§ Activity 1: From the health care excerpt, copy word for word the passage starting with "Others, of course, have" and going on through "bored with it.".
§ Activity 2: Please mark each statement below yes or no according to the health care excerpt, and quote the words from it that decide each one: (a) The writer's two hospital visits cost $5000 out-of-pocket. (b) The emergency room worry that the diverticulitis attack was appendicitis turned out to be correct. (c) The neighbor given a CPAP machine uses it every night.

--- Excerpt Enclosed Below ---

But although it appears I am getting a freebie here (and again, I won't know how much of one until I file my taxes in 2019!) I am cognizant that this is very, very expensive health care, and something is wrong with this system.

We ran up about $7000 in claims this year, due to two hospital visits.  This cost us $5000 out-of-pocket.   As it turns out, both visits were probably unnecessary.  I passed my caterization test with flying colors - well, adequate colors anyway.  The net result was I was in typical shape for a middle-aged man who spent the last 30 years behind a keyboard.  And no, we don't have a band.

The second was for a CAT scan, because the emergency room nurse practitioner was concerned that maybe my diverticulitis attack was appendicitis (it wasn't) and the old standby of antibiotics and predesone fixed me right up in a day or two.  These were things my late doctor could do for one $75 office visit.

Others, of course, have even greater medical needs.   Besides people who are really, really sick (cancer patients, motorcycle accidents, whatever) there are people who are just uncomfortable.   A neighbor complains they can't sleep at night, so they go to a "sleep lab" to sleep in front of technicians overnight (I am sure that wasn't cheap) and are prescribed a CPAP machine which they use on and off until they get bored with it.

Others are merely depressed and imagine illnesses.  They drink to relieve stress, get depressed, and are put on anti-depressants and Ambien.   One neighbor binge-eats ice cream at night, while in an Ambien stupor - finding the evidence the next morning, but no recollection of having eaten it.   Bizarre.

And then there is the opiate crises.   People show up in the emergency room and demand pain killers - as happened while I was in the fisherman's hospital in the thousand islands.   The fellow next to me complained about back pain, but didn't want any sort of actual treatment, just a script for pills, Doc, I have to get back to work.

--- End of Enclosed Excerpt ---
--- Entries supplied Enclosed Below ---

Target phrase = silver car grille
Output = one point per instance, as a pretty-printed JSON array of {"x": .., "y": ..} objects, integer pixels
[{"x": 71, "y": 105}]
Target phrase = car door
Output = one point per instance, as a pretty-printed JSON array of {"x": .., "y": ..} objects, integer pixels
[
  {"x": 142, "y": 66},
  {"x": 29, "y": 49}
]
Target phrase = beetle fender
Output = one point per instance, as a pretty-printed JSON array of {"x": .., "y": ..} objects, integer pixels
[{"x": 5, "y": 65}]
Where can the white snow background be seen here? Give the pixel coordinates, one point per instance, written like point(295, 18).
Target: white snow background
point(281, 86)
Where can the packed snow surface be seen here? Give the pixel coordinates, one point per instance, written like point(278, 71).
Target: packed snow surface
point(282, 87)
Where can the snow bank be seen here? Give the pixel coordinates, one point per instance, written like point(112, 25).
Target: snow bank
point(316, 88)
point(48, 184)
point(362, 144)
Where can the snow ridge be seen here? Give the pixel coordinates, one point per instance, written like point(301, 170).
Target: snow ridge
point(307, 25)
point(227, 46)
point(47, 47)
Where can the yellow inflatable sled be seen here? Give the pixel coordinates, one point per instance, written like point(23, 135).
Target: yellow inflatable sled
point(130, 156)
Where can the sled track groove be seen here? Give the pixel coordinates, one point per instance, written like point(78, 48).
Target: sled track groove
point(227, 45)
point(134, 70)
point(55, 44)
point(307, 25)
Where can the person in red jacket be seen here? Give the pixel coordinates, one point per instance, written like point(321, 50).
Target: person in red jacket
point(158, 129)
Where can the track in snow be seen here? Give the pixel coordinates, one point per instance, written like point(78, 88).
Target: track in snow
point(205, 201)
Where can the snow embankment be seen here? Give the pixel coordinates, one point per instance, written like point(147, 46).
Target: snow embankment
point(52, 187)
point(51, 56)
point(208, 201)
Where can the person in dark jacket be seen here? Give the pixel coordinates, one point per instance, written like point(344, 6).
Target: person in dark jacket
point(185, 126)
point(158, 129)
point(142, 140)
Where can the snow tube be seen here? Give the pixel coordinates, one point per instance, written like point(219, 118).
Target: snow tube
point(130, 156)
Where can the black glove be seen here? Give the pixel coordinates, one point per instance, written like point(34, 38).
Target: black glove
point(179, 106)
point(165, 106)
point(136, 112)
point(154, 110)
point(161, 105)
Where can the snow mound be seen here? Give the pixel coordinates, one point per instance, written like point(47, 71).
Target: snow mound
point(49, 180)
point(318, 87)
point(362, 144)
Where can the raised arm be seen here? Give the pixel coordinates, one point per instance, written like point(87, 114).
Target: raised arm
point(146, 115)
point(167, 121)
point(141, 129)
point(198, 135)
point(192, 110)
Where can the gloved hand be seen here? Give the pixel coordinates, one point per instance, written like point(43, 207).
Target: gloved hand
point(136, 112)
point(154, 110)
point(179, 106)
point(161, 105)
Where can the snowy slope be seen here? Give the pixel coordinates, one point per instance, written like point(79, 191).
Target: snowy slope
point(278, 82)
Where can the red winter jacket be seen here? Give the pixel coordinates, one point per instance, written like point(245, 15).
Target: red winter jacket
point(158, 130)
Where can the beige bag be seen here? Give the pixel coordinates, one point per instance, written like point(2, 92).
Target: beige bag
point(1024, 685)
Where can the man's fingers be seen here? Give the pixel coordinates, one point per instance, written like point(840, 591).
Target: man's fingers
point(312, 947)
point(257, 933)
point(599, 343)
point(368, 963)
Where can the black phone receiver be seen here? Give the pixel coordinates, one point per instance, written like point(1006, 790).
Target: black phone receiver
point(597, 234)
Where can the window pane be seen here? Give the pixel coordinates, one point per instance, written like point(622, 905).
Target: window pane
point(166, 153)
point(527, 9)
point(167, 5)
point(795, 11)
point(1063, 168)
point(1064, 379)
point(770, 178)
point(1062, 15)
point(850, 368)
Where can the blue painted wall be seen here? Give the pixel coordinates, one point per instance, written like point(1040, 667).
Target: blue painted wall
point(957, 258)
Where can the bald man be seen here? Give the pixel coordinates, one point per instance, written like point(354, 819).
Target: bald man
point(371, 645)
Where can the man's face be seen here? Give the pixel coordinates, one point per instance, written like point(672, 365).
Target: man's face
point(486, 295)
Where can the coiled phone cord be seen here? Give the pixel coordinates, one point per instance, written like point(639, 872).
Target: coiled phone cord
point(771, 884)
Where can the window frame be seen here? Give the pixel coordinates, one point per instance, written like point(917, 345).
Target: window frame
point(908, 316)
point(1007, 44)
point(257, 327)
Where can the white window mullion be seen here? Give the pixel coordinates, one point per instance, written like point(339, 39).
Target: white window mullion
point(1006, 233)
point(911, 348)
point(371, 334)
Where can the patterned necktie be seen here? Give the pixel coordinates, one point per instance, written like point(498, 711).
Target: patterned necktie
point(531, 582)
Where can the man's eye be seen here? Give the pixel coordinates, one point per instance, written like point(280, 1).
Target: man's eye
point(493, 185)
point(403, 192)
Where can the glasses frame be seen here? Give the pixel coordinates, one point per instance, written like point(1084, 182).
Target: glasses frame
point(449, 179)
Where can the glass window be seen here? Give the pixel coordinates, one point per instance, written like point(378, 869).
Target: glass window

--- End of Enclosed Entries supplied ---

§ Task solution 1:
Others, of course, have even greater medical needs.   Besides people who are really, really sick (cancer patients, motorcycle accidents, whatever) there are people who are just uncomfortable.   A neighbor complains they can't sleep at night, so they go to a "sleep lab" to sleep in front of technicians overnight (I am sure that wasn't cheap) and are prescribed a CPAP machine which they use on and off until they get bored with it.

§ Task solution 2:
(a) Yes: "This cost us $5000 out-of-pocket."
(b) No: "maybe my diverticulitis attack was appendicitis (it wasn't)"
(c) No: "which they use on and off until they get bored with it"